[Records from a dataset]
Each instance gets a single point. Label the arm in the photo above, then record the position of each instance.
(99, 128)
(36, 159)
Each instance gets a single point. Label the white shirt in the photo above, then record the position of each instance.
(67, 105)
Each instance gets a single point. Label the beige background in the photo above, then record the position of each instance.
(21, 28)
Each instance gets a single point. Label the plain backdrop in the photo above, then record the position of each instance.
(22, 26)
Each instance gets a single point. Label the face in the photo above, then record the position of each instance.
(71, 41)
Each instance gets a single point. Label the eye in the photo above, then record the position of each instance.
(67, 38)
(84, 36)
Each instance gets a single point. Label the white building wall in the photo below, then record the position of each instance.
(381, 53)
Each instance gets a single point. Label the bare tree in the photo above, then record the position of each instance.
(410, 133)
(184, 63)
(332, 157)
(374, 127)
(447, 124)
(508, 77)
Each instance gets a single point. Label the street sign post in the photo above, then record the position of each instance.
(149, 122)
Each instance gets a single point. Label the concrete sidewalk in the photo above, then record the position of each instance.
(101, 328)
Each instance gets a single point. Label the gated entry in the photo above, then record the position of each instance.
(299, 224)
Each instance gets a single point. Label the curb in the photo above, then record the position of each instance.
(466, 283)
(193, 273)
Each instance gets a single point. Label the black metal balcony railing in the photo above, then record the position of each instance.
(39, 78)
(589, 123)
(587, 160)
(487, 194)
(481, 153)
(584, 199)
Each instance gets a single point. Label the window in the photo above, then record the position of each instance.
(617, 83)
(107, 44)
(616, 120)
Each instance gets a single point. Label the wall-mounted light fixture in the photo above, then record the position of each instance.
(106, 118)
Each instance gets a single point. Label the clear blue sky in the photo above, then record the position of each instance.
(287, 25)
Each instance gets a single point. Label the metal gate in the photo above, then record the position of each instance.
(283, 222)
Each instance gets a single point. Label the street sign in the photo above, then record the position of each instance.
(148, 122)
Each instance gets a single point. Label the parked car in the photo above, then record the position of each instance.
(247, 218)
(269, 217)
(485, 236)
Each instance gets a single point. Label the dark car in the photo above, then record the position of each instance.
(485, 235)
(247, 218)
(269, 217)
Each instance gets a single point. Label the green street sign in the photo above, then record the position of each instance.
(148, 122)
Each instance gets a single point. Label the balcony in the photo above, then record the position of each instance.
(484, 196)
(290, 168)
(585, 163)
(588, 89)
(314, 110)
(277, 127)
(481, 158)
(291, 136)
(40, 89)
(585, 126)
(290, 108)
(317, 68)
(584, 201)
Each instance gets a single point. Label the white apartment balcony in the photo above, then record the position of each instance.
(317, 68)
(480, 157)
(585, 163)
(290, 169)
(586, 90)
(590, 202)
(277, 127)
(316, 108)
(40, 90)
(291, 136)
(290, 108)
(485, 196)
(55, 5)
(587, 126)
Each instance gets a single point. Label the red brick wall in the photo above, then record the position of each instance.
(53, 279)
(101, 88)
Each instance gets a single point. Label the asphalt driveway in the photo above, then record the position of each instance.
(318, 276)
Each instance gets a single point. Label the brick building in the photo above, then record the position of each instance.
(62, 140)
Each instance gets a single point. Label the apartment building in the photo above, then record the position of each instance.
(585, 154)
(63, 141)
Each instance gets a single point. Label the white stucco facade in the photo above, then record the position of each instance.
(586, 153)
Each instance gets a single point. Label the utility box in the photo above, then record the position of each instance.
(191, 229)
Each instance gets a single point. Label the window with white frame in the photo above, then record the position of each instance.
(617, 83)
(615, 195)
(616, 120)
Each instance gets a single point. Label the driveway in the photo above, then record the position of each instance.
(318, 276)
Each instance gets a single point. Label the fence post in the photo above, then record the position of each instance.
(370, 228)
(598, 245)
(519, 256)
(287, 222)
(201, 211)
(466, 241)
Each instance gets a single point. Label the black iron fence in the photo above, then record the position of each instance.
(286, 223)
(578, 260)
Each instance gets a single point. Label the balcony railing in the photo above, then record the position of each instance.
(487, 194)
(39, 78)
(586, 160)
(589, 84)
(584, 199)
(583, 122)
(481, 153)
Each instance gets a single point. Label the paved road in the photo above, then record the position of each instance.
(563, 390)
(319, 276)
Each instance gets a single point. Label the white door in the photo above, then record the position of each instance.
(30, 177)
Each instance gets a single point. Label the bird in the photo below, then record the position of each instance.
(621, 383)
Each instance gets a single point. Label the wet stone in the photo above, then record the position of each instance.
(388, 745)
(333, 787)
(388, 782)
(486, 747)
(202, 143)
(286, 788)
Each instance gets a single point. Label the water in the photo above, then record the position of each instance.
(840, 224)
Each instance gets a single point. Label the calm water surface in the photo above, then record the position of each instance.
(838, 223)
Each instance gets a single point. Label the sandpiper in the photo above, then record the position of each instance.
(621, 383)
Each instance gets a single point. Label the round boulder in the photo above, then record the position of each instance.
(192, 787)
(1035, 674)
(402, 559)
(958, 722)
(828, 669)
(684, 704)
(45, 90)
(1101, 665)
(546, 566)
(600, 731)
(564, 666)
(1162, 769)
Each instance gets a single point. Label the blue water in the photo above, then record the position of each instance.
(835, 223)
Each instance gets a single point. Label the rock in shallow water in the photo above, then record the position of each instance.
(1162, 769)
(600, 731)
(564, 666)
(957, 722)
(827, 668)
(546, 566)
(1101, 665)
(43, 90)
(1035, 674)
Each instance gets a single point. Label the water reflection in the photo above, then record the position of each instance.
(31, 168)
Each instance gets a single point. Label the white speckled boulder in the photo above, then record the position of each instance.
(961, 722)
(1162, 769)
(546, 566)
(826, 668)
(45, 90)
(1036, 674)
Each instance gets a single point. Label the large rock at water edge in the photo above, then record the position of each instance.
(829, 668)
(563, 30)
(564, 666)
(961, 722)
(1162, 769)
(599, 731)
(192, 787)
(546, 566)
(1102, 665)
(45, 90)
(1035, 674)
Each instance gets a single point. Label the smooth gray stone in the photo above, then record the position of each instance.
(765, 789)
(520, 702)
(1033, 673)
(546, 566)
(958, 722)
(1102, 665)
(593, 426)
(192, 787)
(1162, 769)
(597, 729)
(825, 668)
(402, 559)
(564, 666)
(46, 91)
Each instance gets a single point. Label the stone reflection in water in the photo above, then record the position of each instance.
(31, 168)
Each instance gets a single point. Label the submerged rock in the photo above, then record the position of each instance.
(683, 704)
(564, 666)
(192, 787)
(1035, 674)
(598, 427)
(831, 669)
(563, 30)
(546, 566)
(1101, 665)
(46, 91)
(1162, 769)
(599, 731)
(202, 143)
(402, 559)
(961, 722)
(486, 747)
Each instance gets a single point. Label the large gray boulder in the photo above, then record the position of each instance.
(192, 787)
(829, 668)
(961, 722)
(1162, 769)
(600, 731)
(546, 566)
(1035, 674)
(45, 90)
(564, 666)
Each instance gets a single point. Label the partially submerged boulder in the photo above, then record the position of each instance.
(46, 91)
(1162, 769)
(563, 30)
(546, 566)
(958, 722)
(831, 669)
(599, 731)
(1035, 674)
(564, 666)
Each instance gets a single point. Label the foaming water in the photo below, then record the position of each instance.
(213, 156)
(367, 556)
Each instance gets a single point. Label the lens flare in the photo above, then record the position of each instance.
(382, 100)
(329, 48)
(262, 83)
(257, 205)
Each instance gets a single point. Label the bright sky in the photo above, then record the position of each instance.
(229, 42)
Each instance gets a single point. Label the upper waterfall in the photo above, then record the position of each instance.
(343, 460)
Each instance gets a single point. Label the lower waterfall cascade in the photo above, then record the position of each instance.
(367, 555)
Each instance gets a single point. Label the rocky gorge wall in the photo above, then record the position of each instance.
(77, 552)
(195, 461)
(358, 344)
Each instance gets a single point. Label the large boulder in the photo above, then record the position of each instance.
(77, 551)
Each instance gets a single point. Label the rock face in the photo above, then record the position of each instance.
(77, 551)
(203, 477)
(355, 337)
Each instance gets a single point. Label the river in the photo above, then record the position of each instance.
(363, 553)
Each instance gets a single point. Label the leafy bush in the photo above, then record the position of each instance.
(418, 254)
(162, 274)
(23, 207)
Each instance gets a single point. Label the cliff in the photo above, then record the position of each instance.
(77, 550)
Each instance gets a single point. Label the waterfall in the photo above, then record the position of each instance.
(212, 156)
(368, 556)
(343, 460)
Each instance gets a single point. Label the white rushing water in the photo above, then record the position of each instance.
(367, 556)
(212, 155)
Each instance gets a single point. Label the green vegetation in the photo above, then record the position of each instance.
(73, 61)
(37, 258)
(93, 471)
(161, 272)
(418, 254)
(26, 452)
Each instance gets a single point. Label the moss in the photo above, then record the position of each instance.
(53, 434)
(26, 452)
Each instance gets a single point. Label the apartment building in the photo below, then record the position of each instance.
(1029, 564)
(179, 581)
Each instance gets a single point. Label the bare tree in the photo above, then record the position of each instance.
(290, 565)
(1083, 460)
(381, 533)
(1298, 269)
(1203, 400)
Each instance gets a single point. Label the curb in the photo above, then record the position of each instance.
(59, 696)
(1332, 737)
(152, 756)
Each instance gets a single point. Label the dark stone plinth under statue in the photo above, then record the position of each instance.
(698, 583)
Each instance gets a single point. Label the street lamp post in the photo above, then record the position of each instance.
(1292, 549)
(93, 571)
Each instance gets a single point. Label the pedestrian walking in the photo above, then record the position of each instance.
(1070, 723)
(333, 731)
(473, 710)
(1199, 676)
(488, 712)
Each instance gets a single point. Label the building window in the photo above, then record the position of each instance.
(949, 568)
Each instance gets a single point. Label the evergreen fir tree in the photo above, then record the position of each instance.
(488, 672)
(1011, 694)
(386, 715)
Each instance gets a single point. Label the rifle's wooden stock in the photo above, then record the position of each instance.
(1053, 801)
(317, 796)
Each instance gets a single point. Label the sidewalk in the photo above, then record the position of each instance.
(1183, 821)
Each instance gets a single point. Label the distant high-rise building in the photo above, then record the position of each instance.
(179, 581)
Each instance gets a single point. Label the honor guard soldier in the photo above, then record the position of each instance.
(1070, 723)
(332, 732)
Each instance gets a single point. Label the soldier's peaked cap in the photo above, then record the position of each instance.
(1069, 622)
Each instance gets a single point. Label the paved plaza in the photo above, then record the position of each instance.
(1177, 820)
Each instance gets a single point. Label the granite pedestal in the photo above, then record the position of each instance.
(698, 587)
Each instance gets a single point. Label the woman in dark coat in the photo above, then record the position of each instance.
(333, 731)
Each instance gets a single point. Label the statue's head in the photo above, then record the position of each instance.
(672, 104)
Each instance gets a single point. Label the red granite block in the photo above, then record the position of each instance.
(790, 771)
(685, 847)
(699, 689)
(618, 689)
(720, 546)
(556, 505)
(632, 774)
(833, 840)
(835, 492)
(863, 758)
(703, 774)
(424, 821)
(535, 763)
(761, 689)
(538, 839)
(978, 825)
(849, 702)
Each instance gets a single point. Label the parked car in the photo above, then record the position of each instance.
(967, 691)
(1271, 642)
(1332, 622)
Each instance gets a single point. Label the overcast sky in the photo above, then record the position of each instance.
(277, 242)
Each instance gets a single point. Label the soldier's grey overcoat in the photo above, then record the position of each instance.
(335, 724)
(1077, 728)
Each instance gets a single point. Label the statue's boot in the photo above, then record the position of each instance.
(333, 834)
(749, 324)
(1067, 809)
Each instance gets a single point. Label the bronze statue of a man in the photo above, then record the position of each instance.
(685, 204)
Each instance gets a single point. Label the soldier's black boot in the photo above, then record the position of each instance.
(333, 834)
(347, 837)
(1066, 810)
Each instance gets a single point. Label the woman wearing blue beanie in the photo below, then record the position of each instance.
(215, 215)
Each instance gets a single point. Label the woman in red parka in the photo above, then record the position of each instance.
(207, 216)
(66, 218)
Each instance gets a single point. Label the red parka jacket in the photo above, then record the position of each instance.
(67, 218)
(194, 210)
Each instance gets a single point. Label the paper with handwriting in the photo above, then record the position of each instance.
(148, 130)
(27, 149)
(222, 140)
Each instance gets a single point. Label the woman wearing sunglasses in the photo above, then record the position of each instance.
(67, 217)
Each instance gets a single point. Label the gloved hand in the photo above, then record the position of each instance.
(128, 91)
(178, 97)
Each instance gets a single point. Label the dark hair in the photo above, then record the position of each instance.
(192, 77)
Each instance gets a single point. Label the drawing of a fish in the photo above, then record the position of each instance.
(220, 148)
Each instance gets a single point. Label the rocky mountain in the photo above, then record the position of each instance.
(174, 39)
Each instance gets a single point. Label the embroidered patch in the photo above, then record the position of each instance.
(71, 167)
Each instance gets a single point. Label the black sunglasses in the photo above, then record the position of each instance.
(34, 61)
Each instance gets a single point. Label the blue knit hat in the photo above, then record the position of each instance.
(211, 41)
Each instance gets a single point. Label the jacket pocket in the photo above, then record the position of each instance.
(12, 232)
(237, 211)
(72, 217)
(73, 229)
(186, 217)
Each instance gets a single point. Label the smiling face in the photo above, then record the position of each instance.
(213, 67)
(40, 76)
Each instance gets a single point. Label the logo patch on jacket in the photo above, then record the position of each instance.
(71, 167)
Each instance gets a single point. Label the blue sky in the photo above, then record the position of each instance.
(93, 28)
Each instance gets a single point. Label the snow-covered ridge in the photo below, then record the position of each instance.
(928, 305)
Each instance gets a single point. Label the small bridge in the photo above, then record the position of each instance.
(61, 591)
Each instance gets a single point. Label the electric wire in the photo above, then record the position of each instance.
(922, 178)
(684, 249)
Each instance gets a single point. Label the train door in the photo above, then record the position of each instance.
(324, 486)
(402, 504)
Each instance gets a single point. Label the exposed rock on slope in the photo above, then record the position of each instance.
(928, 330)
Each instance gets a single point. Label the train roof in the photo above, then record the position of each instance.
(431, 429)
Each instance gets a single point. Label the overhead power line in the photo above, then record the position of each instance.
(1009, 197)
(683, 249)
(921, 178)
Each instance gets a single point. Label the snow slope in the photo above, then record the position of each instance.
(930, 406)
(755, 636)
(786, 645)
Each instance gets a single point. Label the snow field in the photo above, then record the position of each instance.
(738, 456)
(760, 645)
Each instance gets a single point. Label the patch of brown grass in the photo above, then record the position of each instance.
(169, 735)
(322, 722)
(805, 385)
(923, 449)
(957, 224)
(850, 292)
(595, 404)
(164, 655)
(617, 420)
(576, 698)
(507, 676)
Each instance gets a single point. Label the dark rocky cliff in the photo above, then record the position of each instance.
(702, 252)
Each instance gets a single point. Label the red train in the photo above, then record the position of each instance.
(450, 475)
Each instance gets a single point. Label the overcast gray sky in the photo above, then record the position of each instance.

Brief:
Look above for the line containing "Each instance gets a single point. Label the train roof", then please write out that line and each one after it through the end, exactly, with nothing else.

Exercise result:
Each instance gets a single point. Label the train roof in the photo above, then record the position of each instance.
(431, 429)
Each instance gets a single point. Label the overhead power line in the photo above, then record the position of each instance.
(1009, 197)
(683, 249)
(921, 178)
Each instance gets a single point. Label the snow slope in the photo above, then record the position of each instance.
(930, 406)
(755, 636)
(786, 645)
Each instance gets a single point. Label the snow field in the photo above, then record the position of each instance.
(738, 456)
(760, 645)
Each instance gets a single point. Label the patch of brown grass in the photo above, then record the position of each instance.
(169, 735)
(322, 722)
(805, 385)
(923, 449)
(957, 224)
(850, 292)
(595, 404)
(164, 655)
(617, 420)
(576, 698)
(507, 676)
Each instance gets a single point. Label the dark rocky cliff in the photo above, then record the position of each instance.
(702, 252)
Each instance gets a single point. Label the red train in the photo above, then record the position of each instance.
(450, 475)
Each instance gets a single point. Label the overcast gray sky in the photo above, then record the position of each instance.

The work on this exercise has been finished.